** Start of Material provided **

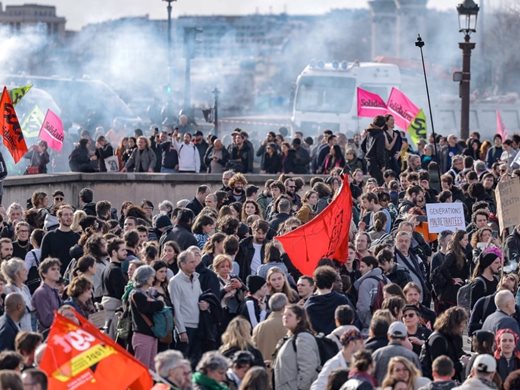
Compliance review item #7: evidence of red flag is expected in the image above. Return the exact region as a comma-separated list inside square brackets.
[386, 87, 421, 130]
[0, 87, 27, 163]
[357, 87, 388, 118]
[39, 313, 153, 390]
[497, 110, 507, 141]
[276, 175, 352, 275]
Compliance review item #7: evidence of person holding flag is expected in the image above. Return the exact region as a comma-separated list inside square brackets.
[361, 115, 386, 186]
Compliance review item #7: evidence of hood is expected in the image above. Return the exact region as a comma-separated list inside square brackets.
[354, 267, 383, 290]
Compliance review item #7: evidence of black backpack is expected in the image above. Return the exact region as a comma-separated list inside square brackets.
[292, 333, 339, 371]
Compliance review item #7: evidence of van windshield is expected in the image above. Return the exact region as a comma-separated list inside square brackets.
[295, 76, 356, 113]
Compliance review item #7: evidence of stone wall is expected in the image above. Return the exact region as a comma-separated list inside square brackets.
[2, 173, 306, 207]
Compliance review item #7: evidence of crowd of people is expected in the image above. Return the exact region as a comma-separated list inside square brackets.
[0, 111, 520, 390]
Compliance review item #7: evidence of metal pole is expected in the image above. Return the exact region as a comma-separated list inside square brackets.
[163, 0, 177, 121]
[213, 87, 220, 137]
[459, 34, 475, 140]
[415, 34, 441, 178]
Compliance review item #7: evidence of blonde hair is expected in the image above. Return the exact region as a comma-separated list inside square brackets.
[213, 255, 233, 272]
[265, 267, 298, 303]
[220, 317, 253, 352]
[382, 356, 421, 389]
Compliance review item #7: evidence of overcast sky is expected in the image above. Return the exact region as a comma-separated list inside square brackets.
[2, 0, 461, 30]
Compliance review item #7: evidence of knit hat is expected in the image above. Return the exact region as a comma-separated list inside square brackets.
[473, 353, 497, 374]
[387, 321, 408, 339]
[478, 253, 498, 270]
[155, 215, 172, 229]
[246, 275, 266, 294]
[79, 215, 99, 231]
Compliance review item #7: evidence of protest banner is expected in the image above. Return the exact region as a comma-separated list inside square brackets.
[276, 175, 352, 275]
[407, 108, 427, 145]
[386, 87, 420, 130]
[357, 87, 388, 118]
[22, 105, 45, 138]
[0, 87, 27, 164]
[40, 110, 64, 151]
[495, 177, 520, 234]
[9, 84, 32, 106]
[426, 202, 466, 233]
[497, 110, 507, 141]
[39, 313, 152, 390]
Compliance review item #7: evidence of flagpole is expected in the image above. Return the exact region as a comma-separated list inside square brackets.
[415, 34, 441, 179]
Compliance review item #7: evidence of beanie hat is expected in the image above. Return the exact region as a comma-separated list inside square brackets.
[155, 215, 172, 229]
[246, 275, 266, 294]
[79, 215, 99, 231]
[479, 253, 498, 270]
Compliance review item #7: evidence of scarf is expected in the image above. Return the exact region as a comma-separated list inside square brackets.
[193, 372, 228, 390]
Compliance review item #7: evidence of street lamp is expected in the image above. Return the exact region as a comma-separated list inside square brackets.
[453, 0, 479, 139]
[162, 0, 177, 121]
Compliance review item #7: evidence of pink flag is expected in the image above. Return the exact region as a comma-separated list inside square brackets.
[357, 87, 388, 118]
[497, 110, 507, 141]
[39, 110, 64, 151]
[386, 88, 420, 130]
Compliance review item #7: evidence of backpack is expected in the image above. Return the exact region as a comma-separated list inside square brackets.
[430, 266, 449, 298]
[131, 295, 173, 344]
[151, 306, 173, 344]
[457, 276, 487, 311]
[419, 331, 448, 379]
[367, 275, 388, 313]
[292, 333, 339, 371]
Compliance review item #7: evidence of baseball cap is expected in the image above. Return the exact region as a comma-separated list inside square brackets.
[473, 353, 497, 374]
[387, 321, 408, 339]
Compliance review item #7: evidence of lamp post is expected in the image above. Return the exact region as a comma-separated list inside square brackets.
[162, 0, 177, 121]
[453, 0, 479, 139]
[212, 87, 220, 137]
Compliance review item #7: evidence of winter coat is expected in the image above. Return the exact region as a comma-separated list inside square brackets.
[198, 291, 222, 351]
[311, 349, 349, 390]
[125, 148, 157, 172]
[274, 332, 320, 390]
[354, 268, 383, 329]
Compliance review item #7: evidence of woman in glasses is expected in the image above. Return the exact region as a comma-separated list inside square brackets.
[403, 305, 431, 356]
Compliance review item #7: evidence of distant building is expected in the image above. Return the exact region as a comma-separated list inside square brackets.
[0, 3, 67, 38]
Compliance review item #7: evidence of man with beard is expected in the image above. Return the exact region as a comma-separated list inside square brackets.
[228, 173, 247, 203]
[236, 219, 269, 280]
[85, 234, 108, 302]
[101, 238, 128, 336]
[41, 205, 79, 275]
[0, 237, 13, 263]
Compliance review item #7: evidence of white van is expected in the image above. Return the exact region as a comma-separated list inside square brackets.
[291, 62, 401, 136]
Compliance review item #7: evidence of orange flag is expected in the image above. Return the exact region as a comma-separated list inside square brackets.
[39, 313, 153, 390]
[0, 87, 27, 163]
[276, 175, 352, 275]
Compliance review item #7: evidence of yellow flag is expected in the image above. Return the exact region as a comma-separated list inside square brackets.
[407, 108, 427, 145]
[9, 84, 32, 106]
[22, 105, 45, 138]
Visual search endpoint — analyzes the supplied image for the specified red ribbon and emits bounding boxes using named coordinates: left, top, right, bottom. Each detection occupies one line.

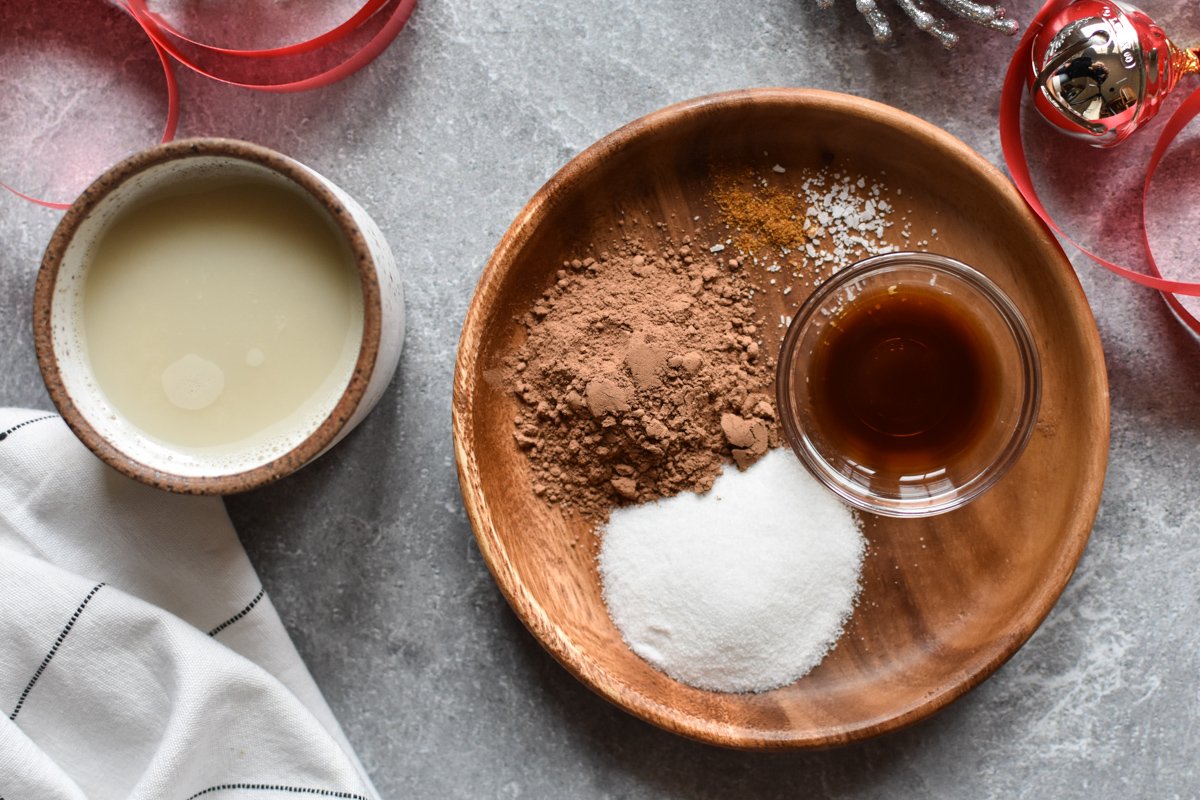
left=1000, top=0, right=1200, bottom=333
left=0, top=0, right=416, bottom=210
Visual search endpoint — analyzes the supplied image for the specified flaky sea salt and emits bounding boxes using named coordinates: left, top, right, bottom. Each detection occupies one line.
left=599, top=449, right=866, bottom=692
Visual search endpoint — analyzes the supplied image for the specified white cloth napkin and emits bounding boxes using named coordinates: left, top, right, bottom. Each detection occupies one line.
left=0, top=409, right=378, bottom=800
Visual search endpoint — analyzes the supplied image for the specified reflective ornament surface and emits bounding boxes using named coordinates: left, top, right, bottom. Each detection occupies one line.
left=1030, top=0, right=1200, bottom=148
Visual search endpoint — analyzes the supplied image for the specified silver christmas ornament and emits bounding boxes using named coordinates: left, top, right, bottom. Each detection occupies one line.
left=1030, top=0, right=1200, bottom=148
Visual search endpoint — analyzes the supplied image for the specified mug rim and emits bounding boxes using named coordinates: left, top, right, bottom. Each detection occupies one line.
left=32, top=138, right=383, bottom=494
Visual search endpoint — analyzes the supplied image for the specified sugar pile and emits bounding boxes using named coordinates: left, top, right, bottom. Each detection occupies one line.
left=599, top=449, right=866, bottom=692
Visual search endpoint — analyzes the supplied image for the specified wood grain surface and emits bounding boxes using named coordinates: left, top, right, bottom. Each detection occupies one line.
left=454, top=89, right=1109, bottom=748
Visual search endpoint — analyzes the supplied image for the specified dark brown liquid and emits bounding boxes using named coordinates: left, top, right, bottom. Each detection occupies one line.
left=809, top=285, right=997, bottom=475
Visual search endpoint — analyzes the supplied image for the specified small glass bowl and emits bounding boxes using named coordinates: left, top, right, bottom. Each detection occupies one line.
left=776, top=252, right=1042, bottom=517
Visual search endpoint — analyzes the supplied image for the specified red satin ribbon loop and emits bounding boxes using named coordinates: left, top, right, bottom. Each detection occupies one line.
left=0, top=0, right=416, bottom=210
left=1000, top=0, right=1200, bottom=333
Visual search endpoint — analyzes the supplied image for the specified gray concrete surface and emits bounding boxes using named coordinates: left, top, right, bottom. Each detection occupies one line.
left=0, top=0, right=1200, bottom=800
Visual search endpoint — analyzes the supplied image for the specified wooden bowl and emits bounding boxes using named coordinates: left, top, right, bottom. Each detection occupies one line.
left=454, top=89, right=1109, bottom=748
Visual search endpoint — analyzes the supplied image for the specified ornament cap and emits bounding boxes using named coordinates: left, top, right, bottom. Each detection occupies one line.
left=1030, top=0, right=1200, bottom=148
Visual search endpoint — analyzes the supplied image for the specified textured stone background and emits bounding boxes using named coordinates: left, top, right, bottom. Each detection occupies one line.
left=0, top=0, right=1200, bottom=800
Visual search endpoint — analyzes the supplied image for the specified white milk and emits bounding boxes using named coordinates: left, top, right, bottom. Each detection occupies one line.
left=80, top=179, right=362, bottom=450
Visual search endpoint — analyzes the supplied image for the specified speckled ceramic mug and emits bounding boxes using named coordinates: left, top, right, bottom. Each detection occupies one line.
left=34, top=139, right=404, bottom=494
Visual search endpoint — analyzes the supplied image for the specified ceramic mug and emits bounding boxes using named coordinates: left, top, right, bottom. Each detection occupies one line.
left=34, top=139, right=404, bottom=494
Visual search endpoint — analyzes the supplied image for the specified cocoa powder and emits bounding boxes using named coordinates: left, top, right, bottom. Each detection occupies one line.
left=505, top=232, right=780, bottom=519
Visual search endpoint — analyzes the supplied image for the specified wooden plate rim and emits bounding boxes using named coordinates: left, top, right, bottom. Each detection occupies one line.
left=451, top=88, right=1110, bottom=750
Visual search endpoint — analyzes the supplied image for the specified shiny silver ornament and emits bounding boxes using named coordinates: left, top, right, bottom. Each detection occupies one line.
left=1031, top=0, right=1200, bottom=148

** End of Material provided **

Return every line in the listing above that contains the word "flaky", treating uppercase and lowercase letters as distinct.

- [Response to the task]:
Visual search endpoint — analyzes the supplied image for the specified flaky sea salt and emits bounding boxes using named coordinates: left, top, right, bottom. Each detection occupies one line.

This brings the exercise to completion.